• **WORK REQUIRED**: Copy out the records word for word, from their very beginning through the line containing "[[0, 0, 500, 56]]", with that line included. Leave the pictures out of your answer.

─── LISTED RECORDS ───

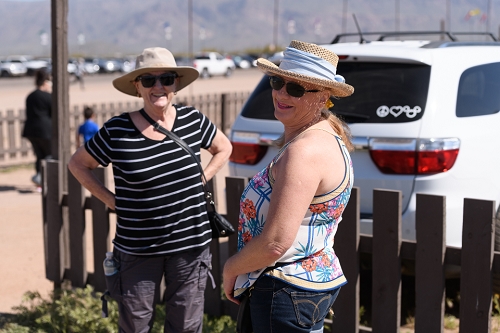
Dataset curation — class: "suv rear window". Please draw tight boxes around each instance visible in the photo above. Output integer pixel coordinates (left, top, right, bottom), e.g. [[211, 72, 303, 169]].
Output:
[[241, 62, 431, 123], [456, 62, 500, 117]]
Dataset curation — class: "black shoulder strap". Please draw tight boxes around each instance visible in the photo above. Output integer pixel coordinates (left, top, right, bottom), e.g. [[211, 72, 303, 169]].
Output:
[[139, 109, 214, 205]]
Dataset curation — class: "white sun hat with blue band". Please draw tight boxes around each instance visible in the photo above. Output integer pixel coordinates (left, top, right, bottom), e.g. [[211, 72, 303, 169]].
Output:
[[257, 40, 354, 97]]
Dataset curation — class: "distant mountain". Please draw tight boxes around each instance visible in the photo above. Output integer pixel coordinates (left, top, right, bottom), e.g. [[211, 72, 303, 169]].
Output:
[[0, 0, 500, 56]]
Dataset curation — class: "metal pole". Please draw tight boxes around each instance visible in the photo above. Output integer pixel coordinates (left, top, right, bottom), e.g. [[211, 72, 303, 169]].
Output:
[[395, 0, 399, 32], [445, 0, 451, 32], [188, 0, 194, 97], [342, 0, 348, 34], [486, 0, 491, 32], [272, 0, 279, 51]]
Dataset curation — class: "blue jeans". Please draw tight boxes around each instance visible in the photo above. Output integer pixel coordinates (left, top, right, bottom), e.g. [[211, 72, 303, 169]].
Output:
[[250, 275, 340, 333]]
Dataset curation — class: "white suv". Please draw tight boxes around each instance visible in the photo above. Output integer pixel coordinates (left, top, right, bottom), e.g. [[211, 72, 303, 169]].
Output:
[[230, 33, 500, 247]]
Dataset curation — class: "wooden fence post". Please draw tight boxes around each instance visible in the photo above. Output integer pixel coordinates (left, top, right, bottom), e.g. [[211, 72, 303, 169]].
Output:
[[415, 194, 446, 333], [43, 160, 65, 286], [372, 190, 401, 333], [92, 168, 111, 292], [460, 199, 496, 332], [332, 187, 360, 333], [67, 170, 87, 288], [205, 179, 223, 316]]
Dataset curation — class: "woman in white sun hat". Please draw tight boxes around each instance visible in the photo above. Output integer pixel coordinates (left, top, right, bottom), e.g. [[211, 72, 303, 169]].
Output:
[[223, 41, 354, 333], [69, 48, 232, 333]]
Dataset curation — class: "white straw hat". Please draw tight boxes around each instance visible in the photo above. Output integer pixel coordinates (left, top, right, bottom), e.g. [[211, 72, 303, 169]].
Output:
[[257, 40, 354, 97], [113, 47, 200, 96]]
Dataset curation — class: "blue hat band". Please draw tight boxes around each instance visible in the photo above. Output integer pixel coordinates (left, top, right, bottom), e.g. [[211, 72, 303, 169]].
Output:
[[279, 47, 345, 83]]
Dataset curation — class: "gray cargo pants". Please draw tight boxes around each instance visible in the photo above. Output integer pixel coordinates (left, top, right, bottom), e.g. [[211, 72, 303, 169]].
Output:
[[110, 244, 212, 333]]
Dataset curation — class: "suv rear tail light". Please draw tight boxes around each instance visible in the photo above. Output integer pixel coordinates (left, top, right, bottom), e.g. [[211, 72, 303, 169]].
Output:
[[369, 138, 460, 175], [229, 142, 267, 165], [229, 131, 279, 165]]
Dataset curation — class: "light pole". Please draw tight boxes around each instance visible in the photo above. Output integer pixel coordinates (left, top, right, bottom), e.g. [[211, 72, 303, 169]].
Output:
[[269, 0, 279, 51]]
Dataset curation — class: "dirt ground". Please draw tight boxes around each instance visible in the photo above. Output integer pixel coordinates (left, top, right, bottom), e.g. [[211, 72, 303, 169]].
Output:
[[0, 69, 262, 314]]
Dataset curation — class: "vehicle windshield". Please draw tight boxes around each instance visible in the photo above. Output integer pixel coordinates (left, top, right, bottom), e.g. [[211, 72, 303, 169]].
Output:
[[241, 62, 431, 123]]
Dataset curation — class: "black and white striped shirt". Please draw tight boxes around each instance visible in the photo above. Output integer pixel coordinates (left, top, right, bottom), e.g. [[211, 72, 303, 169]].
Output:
[[85, 105, 217, 255]]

───

• **RESULT**:
Dataset curation — class: "suv rear window". Please draw tight boxes around each instance visible in the photo above. Output integer pixel coordinates (left, top, right, bottom), e.g. [[211, 72, 303, 169]].
Output:
[[241, 62, 431, 123], [456, 62, 500, 117]]
Dataset curation — class: "black shoulder strap". Please draw tight boxes around each instance visible in the photo above. Output integer pixel coordinates (left, top, right, bottom), e.g. [[211, 72, 303, 169]].
Output:
[[139, 109, 214, 205]]
Dataset curation — class: "white sun hat with blue band". Please draw tight boxes around each instance visible in the photo above. Output integer pixel coordinates (left, top, right, bottom), e.g. [[211, 72, 303, 169]].
Output:
[[257, 40, 354, 97]]
Dataset curation — class: "distant mountain". Please draw tight boxes around each instance visible in the photo above. Output integer pixel coordinates (left, top, right, bottom), e.g. [[211, 72, 303, 169]].
Output:
[[0, 0, 500, 56]]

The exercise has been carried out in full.